Input Block Start

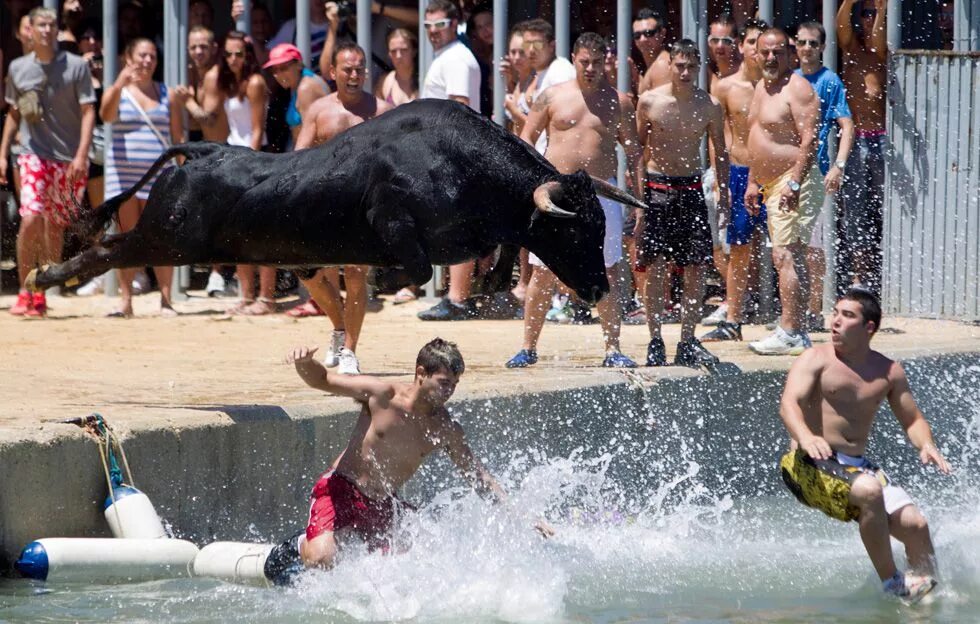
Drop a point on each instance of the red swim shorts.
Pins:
(336, 503)
(45, 189)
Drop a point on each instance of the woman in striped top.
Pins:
(133, 99)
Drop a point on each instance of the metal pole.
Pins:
(110, 52)
(303, 30)
(765, 11)
(894, 24)
(244, 22)
(562, 18)
(499, 51)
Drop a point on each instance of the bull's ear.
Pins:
(615, 193)
(544, 203)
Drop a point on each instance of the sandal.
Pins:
(404, 296)
(310, 308)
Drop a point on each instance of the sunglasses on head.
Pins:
(437, 24)
(649, 34)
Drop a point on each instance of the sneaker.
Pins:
(720, 315)
(523, 359)
(656, 353)
(25, 301)
(780, 342)
(447, 310)
(216, 285)
(39, 306)
(691, 353)
(348, 362)
(95, 286)
(725, 332)
(332, 357)
(616, 359)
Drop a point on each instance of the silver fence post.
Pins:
(303, 30)
(499, 50)
(562, 34)
(110, 52)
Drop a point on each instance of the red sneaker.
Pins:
(39, 308)
(24, 303)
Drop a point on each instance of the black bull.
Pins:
(428, 183)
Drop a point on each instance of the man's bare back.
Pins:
(671, 129)
(583, 129)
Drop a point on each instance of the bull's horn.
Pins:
(542, 200)
(615, 193)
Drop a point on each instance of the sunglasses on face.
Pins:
(437, 24)
(649, 34)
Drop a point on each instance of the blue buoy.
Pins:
(33, 561)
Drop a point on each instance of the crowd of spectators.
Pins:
(256, 91)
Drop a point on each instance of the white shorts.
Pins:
(612, 244)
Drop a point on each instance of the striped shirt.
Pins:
(134, 145)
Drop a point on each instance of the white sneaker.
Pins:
(348, 363)
(780, 342)
(216, 285)
(332, 357)
(720, 315)
(95, 286)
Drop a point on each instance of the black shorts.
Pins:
(675, 224)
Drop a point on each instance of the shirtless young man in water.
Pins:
(828, 406)
(327, 117)
(585, 119)
(672, 120)
(399, 426)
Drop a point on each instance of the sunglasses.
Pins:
(438, 24)
(649, 34)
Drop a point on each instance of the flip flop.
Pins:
(404, 296)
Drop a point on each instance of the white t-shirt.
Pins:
(454, 71)
(561, 70)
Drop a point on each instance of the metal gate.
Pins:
(931, 239)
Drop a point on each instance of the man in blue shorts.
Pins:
(811, 39)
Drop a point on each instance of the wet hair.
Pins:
(347, 45)
(439, 354)
(870, 307)
(813, 25)
(446, 6)
(685, 47)
(226, 78)
(543, 28)
(752, 24)
(591, 42)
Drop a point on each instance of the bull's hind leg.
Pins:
(123, 251)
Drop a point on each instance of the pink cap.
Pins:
(283, 53)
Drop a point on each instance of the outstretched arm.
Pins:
(358, 387)
(916, 427)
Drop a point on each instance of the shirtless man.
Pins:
(735, 94)
(672, 120)
(649, 34)
(828, 406)
(864, 75)
(399, 426)
(783, 119)
(324, 119)
(585, 118)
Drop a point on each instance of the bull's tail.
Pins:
(91, 227)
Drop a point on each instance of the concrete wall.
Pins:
(250, 480)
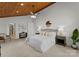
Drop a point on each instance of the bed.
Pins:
(41, 43)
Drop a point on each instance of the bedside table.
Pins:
(61, 40)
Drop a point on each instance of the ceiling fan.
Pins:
(32, 13)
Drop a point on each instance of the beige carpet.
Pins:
(19, 48)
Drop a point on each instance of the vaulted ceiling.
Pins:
(10, 9)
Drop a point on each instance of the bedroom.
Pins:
(60, 14)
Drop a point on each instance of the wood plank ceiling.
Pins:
(10, 9)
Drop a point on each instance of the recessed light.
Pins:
(21, 4)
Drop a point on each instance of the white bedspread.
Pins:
(41, 43)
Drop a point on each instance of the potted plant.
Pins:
(75, 38)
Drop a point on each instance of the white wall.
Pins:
(65, 13)
(61, 14)
(24, 20)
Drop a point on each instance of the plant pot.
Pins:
(74, 46)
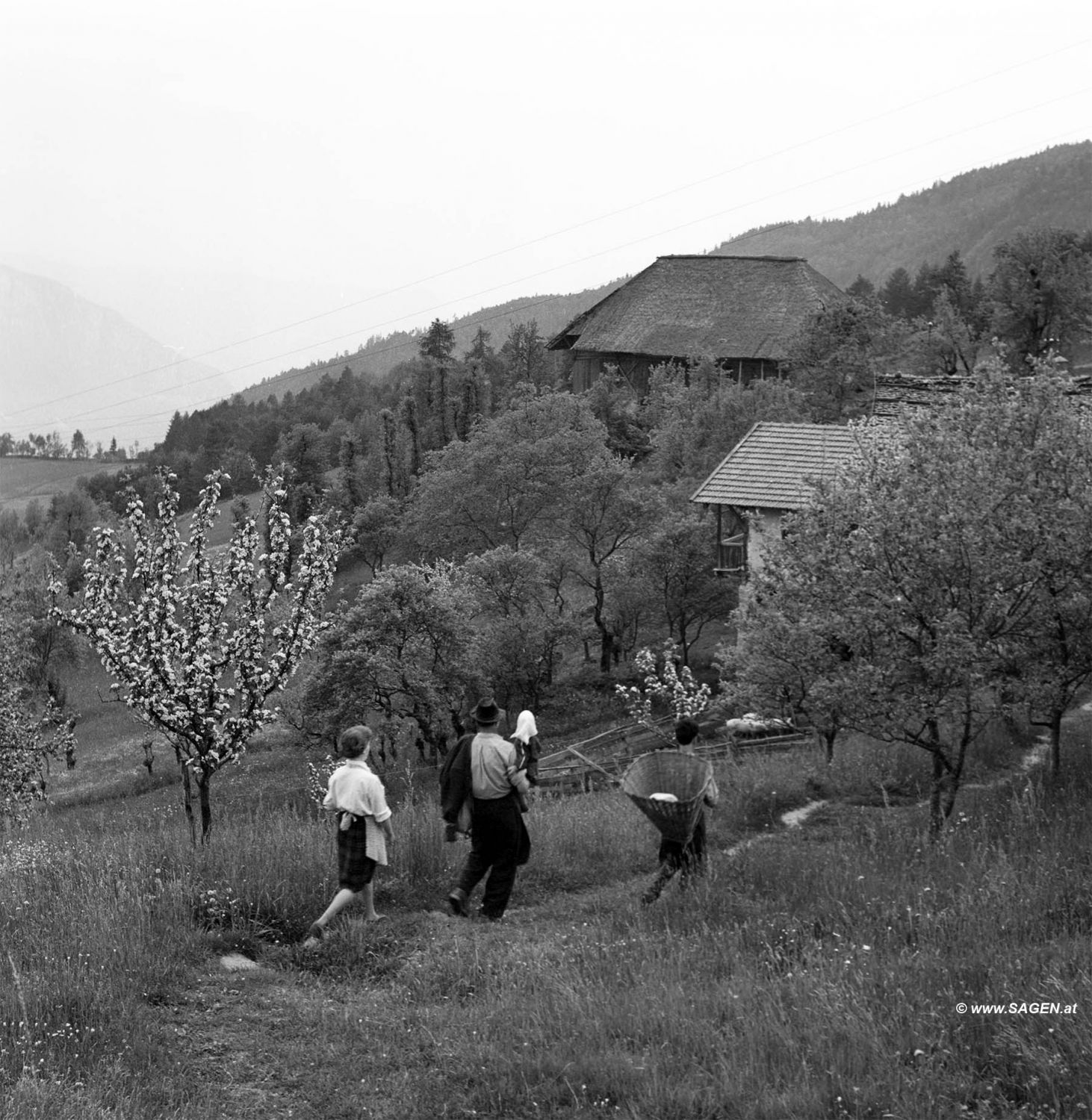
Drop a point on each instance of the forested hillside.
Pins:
(380, 354)
(972, 213)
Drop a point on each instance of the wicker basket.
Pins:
(668, 772)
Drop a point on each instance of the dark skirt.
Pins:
(356, 867)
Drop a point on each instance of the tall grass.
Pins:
(816, 974)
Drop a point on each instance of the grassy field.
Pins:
(24, 479)
(812, 972)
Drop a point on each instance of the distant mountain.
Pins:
(66, 363)
(973, 213)
(380, 354)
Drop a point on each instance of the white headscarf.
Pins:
(526, 727)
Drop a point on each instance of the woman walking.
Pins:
(527, 745)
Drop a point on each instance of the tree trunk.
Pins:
(935, 803)
(206, 813)
(829, 737)
(1056, 743)
(187, 797)
(606, 650)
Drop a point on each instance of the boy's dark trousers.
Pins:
(499, 844)
(688, 858)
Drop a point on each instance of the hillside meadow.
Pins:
(812, 972)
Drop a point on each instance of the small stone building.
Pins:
(767, 474)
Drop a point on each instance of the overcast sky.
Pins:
(427, 159)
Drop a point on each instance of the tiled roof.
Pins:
(896, 393)
(772, 465)
(707, 306)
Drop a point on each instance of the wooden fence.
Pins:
(601, 761)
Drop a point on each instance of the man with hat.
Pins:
(499, 838)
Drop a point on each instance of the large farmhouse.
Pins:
(742, 311)
(767, 474)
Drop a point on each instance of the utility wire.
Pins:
(569, 228)
(485, 291)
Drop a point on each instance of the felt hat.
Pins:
(488, 712)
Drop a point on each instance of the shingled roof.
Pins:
(726, 307)
(772, 465)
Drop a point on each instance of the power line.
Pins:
(356, 333)
(556, 233)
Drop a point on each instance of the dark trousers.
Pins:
(499, 844)
(674, 857)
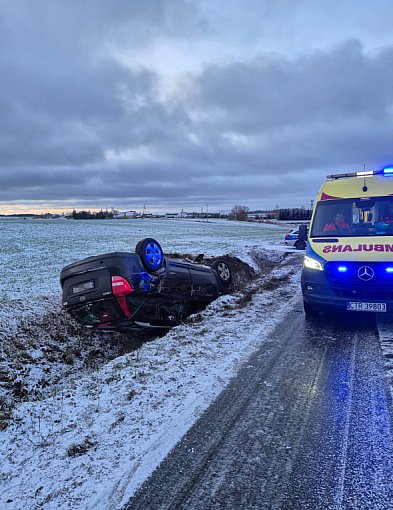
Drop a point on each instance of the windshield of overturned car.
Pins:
(354, 217)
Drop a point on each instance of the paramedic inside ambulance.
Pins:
(338, 223)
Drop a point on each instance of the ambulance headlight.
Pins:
(312, 264)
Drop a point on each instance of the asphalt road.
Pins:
(306, 424)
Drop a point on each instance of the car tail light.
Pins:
(120, 288)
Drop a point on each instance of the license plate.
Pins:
(82, 287)
(366, 307)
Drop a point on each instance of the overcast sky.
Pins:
(178, 104)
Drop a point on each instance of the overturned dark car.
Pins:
(140, 291)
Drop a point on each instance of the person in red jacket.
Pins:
(338, 223)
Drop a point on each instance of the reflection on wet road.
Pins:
(306, 424)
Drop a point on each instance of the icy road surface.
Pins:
(306, 424)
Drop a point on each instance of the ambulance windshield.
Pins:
(351, 217)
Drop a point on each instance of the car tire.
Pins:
(309, 310)
(300, 245)
(151, 254)
(224, 272)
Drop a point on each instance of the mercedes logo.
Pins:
(365, 273)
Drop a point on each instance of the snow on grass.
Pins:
(93, 440)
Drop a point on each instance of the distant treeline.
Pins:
(88, 215)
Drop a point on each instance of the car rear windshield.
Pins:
(353, 217)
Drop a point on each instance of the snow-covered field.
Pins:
(85, 417)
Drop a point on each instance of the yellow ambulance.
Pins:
(348, 263)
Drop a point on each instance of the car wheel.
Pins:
(151, 254)
(309, 310)
(223, 271)
(300, 245)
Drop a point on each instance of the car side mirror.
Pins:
(303, 233)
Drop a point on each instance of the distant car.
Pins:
(140, 291)
(292, 239)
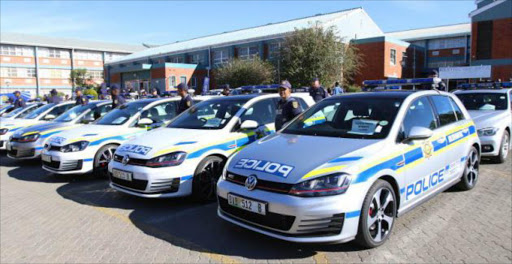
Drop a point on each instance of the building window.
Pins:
(220, 57)
(248, 53)
(273, 50)
(393, 57)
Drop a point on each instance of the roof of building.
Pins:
(350, 23)
(455, 30)
(66, 43)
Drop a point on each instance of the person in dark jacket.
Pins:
(54, 97)
(317, 91)
(117, 98)
(80, 99)
(186, 99)
(288, 107)
(18, 100)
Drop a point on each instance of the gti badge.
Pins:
(126, 159)
(250, 182)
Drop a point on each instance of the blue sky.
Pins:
(159, 22)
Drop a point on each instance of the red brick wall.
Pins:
(502, 39)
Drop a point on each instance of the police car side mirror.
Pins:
(144, 122)
(49, 117)
(248, 125)
(419, 133)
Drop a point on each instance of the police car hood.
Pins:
(484, 119)
(17, 123)
(166, 140)
(39, 128)
(90, 133)
(303, 154)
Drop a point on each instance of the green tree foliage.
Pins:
(315, 52)
(91, 91)
(78, 77)
(238, 73)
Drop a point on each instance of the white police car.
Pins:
(28, 143)
(187, 156)
(89, 148)
(347, 176)
(491, 109)
(42, 114)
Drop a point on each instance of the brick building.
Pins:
(39, 64)
(491, 31)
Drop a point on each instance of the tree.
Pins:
(238, 72)
(78, 77)
(315, 52)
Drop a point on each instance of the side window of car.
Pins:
(458, 111)
(263, 112)
(420, 114)
(444, 109)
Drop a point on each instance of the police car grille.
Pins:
(21, 153)
(270, 186)
(330, 225)
(271, 220)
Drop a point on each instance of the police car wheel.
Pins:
(102, 158)
(504, 148)
(470, 174)
(204, 184)
(377, 216)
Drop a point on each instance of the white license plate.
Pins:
(123, 175)
(247, 204)
(46, 158)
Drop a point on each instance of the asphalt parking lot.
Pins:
(48, 218)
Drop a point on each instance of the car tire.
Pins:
(504, 148)
(206, 176)
(377, 219)
(470, 175)
(102, 158)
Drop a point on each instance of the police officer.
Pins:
(54, 97)
(18, 100)
(117, 98)
(317, 91)
(288, 107)
(80, 99)
(186, 99)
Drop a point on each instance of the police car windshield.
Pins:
(39, 111)
(122, 114)
(348, 117)
(484, 101)
(211, 114)
(73, 113)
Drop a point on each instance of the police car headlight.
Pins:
(332, 184)
(167, 160)
(29, 138)
(488, 131)
(74, 147)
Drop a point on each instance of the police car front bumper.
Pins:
(67, 162)
(165, 182)
(24, 150)
(329, 219)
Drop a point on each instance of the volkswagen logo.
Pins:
(126, 159)
(250, 182)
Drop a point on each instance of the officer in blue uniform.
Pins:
(317, 91)
(54, 97)
(18, 100)
(288, 107)
(80, 99)
(186, 99)
(117, 98)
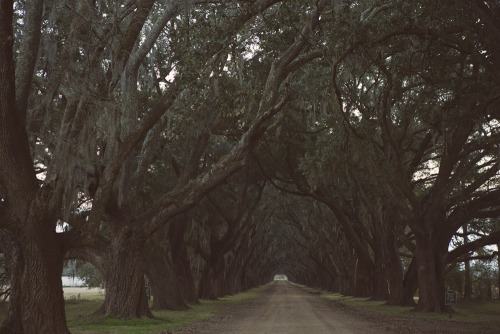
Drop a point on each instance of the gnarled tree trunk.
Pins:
(166, 294)
(431, 260)
(12, 323)
(124, 278)
(41, 285)
(180, 262)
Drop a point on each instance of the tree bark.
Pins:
(166, 294)
(498, 273)
(180, 262)
(12, 323)
(431, 262)
(124, 278)
(41, 284)
(467, 272)
(205, 289)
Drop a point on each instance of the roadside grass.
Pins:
(473, 312)
(80, 320)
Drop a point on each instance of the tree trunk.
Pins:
(467, 272)
(180, 262)
(124, 278)
(12, 323)
(166, 295)
(41, 285)
(364, 281)
(431, 274)
(498, 272)
(205, 289)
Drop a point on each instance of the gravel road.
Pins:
(284, 308)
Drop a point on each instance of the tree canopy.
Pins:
(207, 146)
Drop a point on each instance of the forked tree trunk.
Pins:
(124, 278)
(205, 289)
(13, 323)
(467, 272)
(431, 274)
(41, 287)
(180, 263)
(166, 295)
(498, 260)
(364, 281)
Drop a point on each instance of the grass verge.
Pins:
(474, 312)
(79, 321)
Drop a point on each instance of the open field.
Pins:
(83, 293)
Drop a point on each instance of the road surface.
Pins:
(284, 308)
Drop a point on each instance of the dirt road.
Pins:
(285, 308)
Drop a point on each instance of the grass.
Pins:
(485, 312)
(79, 321)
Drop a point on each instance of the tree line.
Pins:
(205, 146)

Input Block End

* **What this task involves**: Wherever the word "shorts" appears in the listing above, copy that line.

* **Response area**:
Drop a point on each instance of the red swim shorts.
Drop a point on each instance of the white shorts.
Drop a point on each instance of the black shorts.
Drop a point on each instance of the man in blue shorts.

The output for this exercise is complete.